## START

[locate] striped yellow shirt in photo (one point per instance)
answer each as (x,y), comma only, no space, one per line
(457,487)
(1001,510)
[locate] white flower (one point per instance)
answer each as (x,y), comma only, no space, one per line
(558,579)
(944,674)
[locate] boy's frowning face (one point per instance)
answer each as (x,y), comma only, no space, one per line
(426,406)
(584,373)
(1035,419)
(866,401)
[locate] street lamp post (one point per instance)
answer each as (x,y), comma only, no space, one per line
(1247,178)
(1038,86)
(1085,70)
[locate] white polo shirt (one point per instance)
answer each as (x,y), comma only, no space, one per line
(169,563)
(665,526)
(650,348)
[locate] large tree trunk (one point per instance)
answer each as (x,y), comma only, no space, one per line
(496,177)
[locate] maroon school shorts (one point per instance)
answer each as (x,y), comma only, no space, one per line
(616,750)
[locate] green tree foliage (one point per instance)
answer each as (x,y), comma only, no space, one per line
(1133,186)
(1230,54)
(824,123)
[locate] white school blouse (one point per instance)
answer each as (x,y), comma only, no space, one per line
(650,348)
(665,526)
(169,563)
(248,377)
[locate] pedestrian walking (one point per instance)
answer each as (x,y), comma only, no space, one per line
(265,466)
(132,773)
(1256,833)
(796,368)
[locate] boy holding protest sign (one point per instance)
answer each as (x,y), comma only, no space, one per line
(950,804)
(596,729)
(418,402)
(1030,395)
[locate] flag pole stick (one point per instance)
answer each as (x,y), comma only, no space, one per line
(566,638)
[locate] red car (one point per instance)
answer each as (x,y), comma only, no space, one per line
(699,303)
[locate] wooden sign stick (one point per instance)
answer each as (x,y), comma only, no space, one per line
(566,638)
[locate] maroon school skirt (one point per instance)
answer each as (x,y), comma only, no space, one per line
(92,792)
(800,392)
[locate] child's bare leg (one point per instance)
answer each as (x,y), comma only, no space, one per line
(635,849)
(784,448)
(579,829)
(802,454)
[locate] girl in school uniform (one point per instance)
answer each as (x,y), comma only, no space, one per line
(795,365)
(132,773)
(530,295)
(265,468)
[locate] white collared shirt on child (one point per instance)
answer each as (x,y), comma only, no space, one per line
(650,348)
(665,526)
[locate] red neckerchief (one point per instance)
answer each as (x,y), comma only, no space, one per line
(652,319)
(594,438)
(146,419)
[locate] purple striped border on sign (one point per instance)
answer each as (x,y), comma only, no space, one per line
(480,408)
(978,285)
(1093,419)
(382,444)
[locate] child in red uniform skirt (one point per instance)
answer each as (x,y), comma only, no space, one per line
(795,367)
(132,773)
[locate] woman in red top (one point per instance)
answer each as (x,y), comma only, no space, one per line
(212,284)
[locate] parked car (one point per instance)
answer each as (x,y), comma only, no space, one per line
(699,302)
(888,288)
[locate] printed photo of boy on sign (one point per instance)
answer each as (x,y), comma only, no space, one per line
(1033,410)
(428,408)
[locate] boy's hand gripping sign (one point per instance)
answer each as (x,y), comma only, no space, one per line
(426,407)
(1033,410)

## END

What is needed:
Reproduce all of the material above verbatim, line by line, without altering anything.

Complete response:
[locate] striped yellow shirt in photo (one point per instance)
answer each as (x,y), comma only, no space, one per line
(457,487)
(1001,510)
[locate] white flower (one point per instance)
answer each as (x,y), comma only, no space, one per line
(558,579)
(944,674)
[locate] boy's frowning face (one point per instance)
answer each as (x,y), comma only, no space, one per line
(426,406)
(584,373)
(1035,419)
(866,401)
[locate] street lamp post (one point per instance)
answer each as (x,y), comma only, no space, one per line
(1247,178)
(1038,86)
(1085,70)
[locate] white polo shirt (one point per instance)
answer each as (x,y), comma only, no space, one per line
(169,563)
(665,526)
(650,348)
[locate] large tree trunk (one point per instance)
answer each as (x,y), comma only, no space, one per line
(496,177)
[locate] maroon school shorts (one point per instance)
answer each as (x,y), comma only, no space, one per line
(616,750)
[locate] green tree foliage (one point per instance)
answer each as (x,y), comma only, no space, one per line
(1133,186)
(1230,54)
(824,123)
[locate] white school blouse (one point per instance)
answer each as (x,y), comma only, no space, one per line
(650,348)
(665,526)
(169,563)
(248,377)
[locate] pedestrian walking (one point per instance)
answer each as (x,y), comma only, no space, one per line
(265,466)
(132,773)
(1256,833)
(796,368)
[locate] boy holding protest sign (one point per instance)
answer each as (x,y), comma only, no space, one per line
(950,804)
(596,729)
(418,402)
(1030,395)
[locate] flag pole stick (one point per instance)
answer each as (x,y), comma only, no space, one per line
(566,638)
[locate] red car (one point per instance)
answer each as (x,y), comma only, no space, one per line
(699,303)
[locate] wooden sign stick (one point per instance)
answer each as (x,y), comma only, no space, one per line
(566,638)
[locate] maroon school skirt (one point per instance)
answer each as (x,y), comma only, no space, one per line
(92,792)
(800,392)
[locate] child's bare leg (one point per instance)
answer each as (x,y), comma only, no space, one per line
(635,849)
(784,448)
(579,829)
(802,454)
[locate] girl in school uniform (one point per instance)
answer each as (x,y), comma only, no space, one per line
(795,365)
(132,773)
(530,295)
(265,468)
[locate] white collared shirt on child (one point per instance)
answer each as (x,y), comma only, no space, one per line
(650,348)
(665,526)
[locate] red neckerchief (one point per instance)
answer each as (x,y), comma only, no space, one per line
(652,319)
(594,438)
(146,419)
[locate] purple striped border on sign (one point per instance)
answer each as (x,y), comma only, no space, one per line
(480,408)
(978,285)
(1093,419)
(382,444)
[locate] child in red uniform skirt (one point per instance)
answer each as (x,y), comma only, no space, one per line
(795,367)
(132,773)
[locate] woman in red top (one point per instance)
answer each as (x,y), comma only, no space, one per line
(212,284)
[locate] parked car (one point per instance)
answer each as (x,y), comma only, no space, one per line
(699,302)
(888,288)
[locate] printed photo of boy on sign (one point per instance)
answer each as (x,y), comma only, no space, one per line
(1033,410)
(428,408)
[locate] boy's hand gripping sign (one point per instance)
answer each as (x,y), comma only, no space, one per line
(426,407)
(1033,410)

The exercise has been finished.